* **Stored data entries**
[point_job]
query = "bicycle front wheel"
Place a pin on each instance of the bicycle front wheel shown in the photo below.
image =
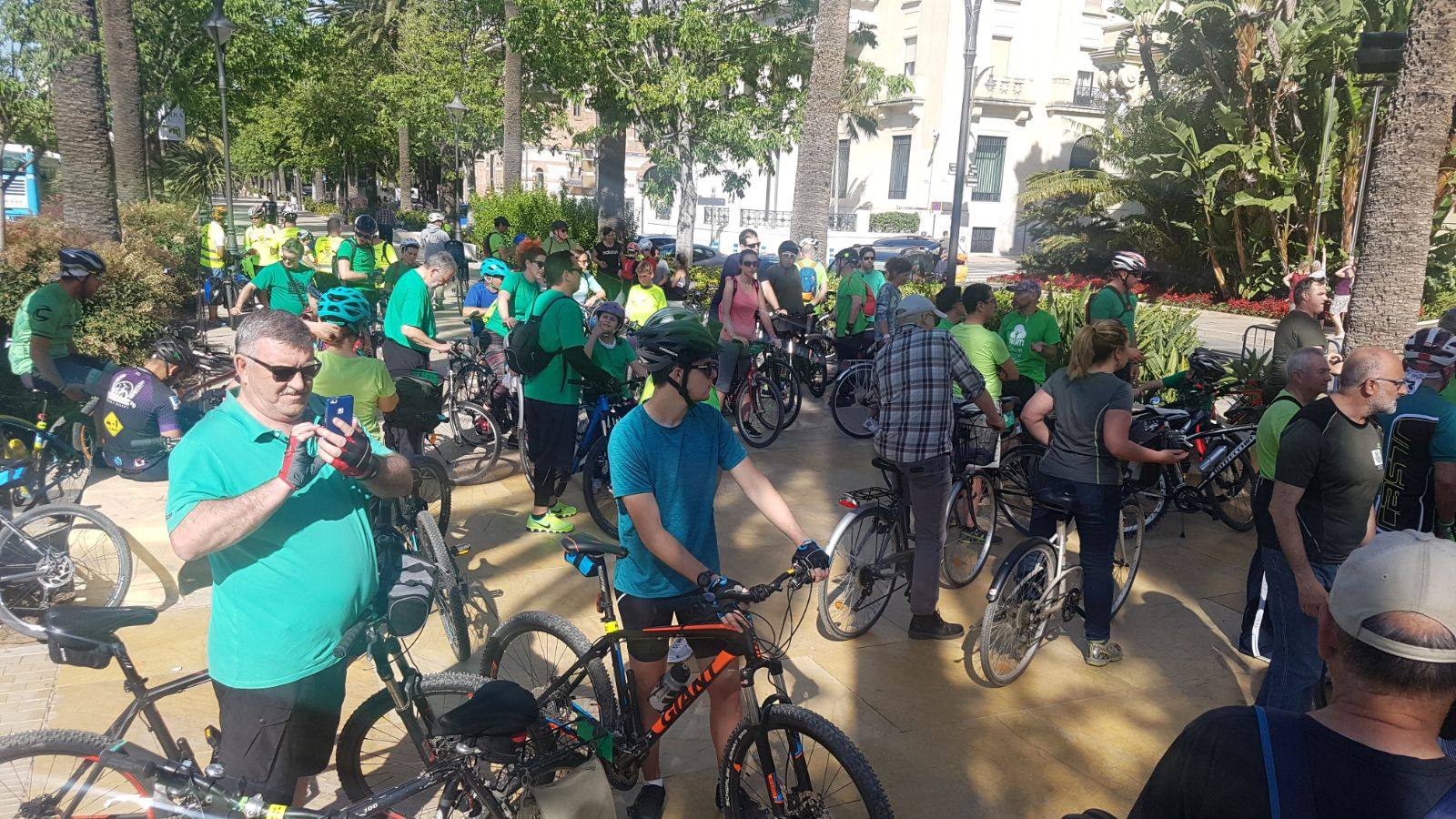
(863, 571)
(57, 773)
(970, 531)
(848, 401)
(450, 591)
(380, 746)
(804, 760)
(1016, 622)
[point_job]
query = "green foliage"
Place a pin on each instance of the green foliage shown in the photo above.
(895, 222)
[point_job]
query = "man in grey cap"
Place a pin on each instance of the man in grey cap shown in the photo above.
(912, 390)
(1390, 639)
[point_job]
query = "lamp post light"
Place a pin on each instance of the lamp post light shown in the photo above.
(456, 109)
(220, 29)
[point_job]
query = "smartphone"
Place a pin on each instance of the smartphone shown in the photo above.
(339, 407)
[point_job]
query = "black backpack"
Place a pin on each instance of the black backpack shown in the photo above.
(523, 351)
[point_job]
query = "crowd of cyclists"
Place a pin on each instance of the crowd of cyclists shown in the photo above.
(555, 324)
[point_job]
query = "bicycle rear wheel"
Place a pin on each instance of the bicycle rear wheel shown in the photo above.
(759, 411)
(970, 531)
(804, 760)
(848, 401)
(1014, 622)
(450, 589)
(863, 571)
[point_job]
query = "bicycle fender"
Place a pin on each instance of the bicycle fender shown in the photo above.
(1004, 570)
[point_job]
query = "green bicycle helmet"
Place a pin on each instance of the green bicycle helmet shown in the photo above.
(346, 307)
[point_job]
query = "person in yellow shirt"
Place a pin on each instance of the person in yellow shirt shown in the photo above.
(645, 298)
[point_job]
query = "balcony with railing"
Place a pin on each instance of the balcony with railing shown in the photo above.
(752, 217)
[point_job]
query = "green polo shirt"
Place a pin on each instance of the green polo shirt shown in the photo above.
(284, 595)
(410, 307)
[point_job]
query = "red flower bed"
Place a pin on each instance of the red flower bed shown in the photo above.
(1271, 308)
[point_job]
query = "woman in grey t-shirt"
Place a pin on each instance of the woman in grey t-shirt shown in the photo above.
(1094, 411)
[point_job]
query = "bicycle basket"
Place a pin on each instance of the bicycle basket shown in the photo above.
(975, 442)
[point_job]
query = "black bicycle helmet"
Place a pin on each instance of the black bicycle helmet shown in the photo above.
(175, 353)
(366, 227)
(79, 263)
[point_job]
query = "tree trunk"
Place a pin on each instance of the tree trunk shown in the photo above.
(612, 181)
(1397, 234)
(87, 171)
(124, 84)
(686, 200)
(819, 146)
(407, 181)
(511, 147)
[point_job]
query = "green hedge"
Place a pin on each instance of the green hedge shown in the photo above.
(895, 222)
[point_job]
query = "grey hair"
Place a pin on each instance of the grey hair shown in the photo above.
(1303, 359)
(271, 325)
(440, 261)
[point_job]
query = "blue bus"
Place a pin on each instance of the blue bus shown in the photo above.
(19, 174)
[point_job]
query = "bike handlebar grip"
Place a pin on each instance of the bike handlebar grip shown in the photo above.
(349, 640)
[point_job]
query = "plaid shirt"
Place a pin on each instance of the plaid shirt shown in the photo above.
(914, 375)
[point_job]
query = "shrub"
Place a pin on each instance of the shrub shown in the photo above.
(895, 222)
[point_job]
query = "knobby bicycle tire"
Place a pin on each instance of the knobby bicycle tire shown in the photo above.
(449, 588)
(795, 724)
(448, 690)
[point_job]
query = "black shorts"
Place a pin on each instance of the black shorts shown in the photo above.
(276, 736)
(551, 433)
(652, 612)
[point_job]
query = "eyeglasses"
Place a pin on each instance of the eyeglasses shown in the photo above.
(284, 375)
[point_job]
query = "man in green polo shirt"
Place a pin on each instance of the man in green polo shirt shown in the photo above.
(410, 334)
(278, 504)
(552, 401)
(284, 283)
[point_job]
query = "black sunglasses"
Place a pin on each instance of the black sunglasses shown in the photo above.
(284, 375)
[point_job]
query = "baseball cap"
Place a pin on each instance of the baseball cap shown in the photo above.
(1398, 571)
(915, 305)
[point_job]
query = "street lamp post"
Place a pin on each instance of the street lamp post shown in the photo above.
(220, 29)
(973, 15)
(456, 109)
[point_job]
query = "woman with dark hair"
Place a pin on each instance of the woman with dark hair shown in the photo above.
(1085, 464)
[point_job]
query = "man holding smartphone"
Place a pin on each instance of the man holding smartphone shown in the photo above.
(268, 494)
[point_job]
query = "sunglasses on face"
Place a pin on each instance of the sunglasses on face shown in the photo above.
(284, 375)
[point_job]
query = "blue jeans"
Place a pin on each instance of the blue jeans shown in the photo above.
(1096, 509)
(1295, 665)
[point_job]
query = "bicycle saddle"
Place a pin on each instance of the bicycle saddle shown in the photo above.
(84, 627)
(589, 545)
(497, 709)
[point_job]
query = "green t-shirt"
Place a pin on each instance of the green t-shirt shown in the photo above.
(286, 593)
(1271, 426)
(288, 288)
(844, 324)
(561, 329)
(523, 295)
(986, 350)
(47, 312)
(366, 379)
(1108, 303)
(410, 307)
(1019, 332)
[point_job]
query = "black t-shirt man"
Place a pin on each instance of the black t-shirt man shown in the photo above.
(1340, 467)
(1215, 770)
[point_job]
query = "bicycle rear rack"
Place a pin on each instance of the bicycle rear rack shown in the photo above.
(871, 496)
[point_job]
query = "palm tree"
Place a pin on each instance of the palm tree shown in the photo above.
(87, 171)
(819, 146)
(511, 147)
(1397, 232)
(124, 84)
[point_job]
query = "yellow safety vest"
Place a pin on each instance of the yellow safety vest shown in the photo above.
(213, 238)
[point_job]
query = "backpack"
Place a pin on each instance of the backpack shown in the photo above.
(523, 350)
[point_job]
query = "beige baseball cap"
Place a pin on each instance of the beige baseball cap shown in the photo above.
(1398, 571)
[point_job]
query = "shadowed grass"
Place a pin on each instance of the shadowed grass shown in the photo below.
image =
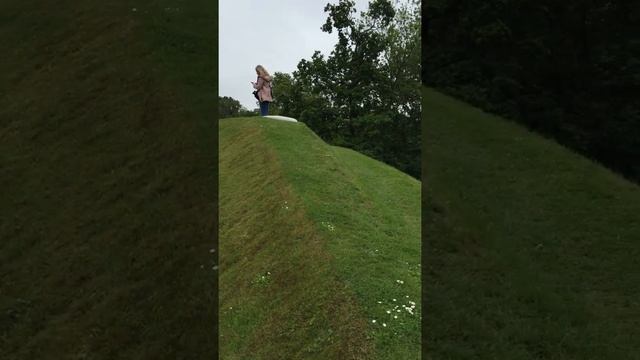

* **TASK OBJECTIVE**
Among the records above, find the lines where the word "grass" appears and copy them.

* **WRITTEN SOLUTION**
query = "shadowed grass"
Place a pin on each instance of the shadowed grass shown in the photo below.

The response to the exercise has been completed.